--- Start of MATERIALS PROVIDED ---

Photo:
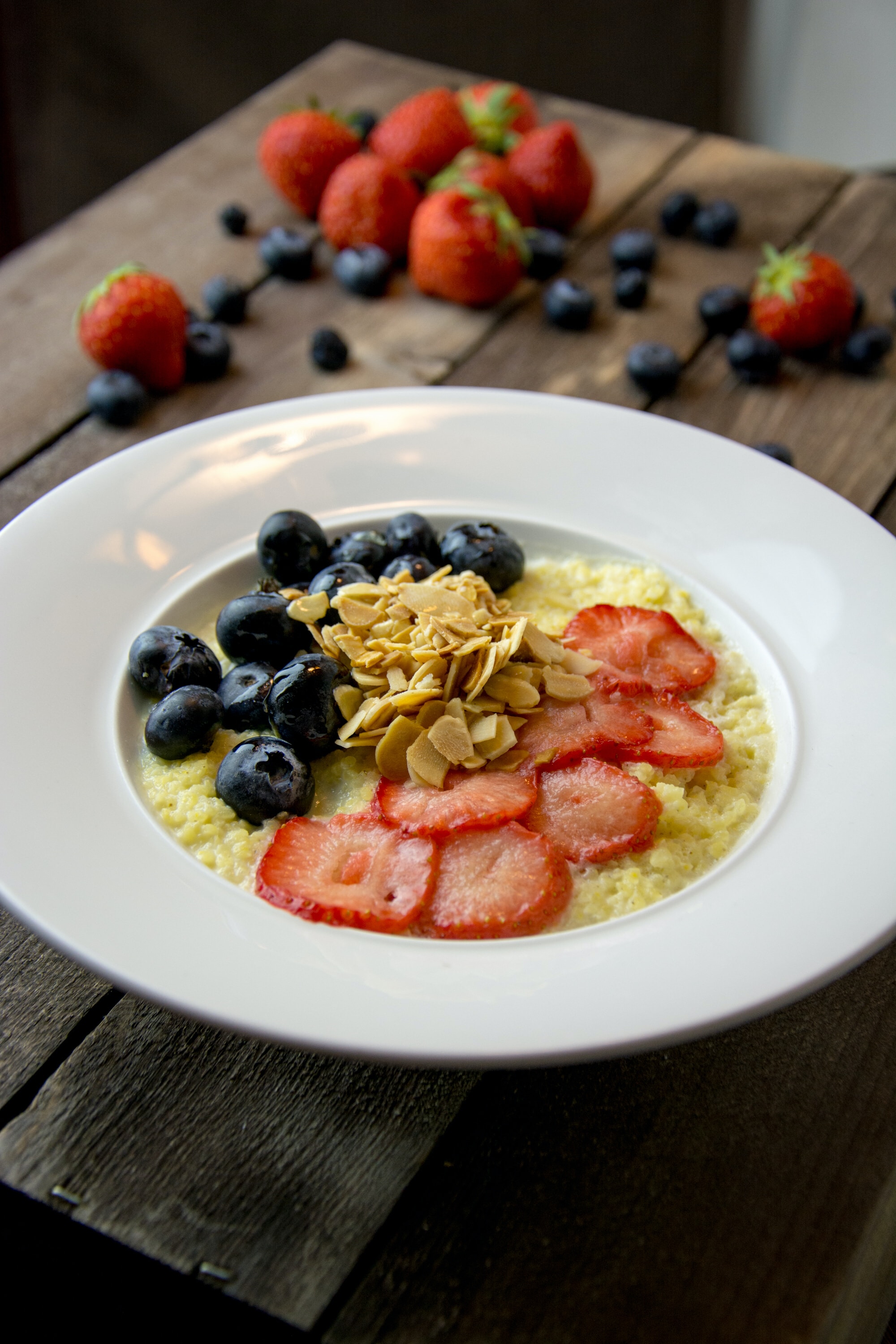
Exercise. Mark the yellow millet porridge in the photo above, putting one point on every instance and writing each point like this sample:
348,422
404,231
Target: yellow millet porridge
704,811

--- End of MATERIALS PROVIDED ---

Please quote the entries above word for word, leaving out the pictures.

» **THE REPLY**:
Photo:
Exercise. Mark the yellow millet porridge in the photo above, putting one point on every instance and writing each point like this sample:
348,422
404,231
Target: yellow millet porridge
704,811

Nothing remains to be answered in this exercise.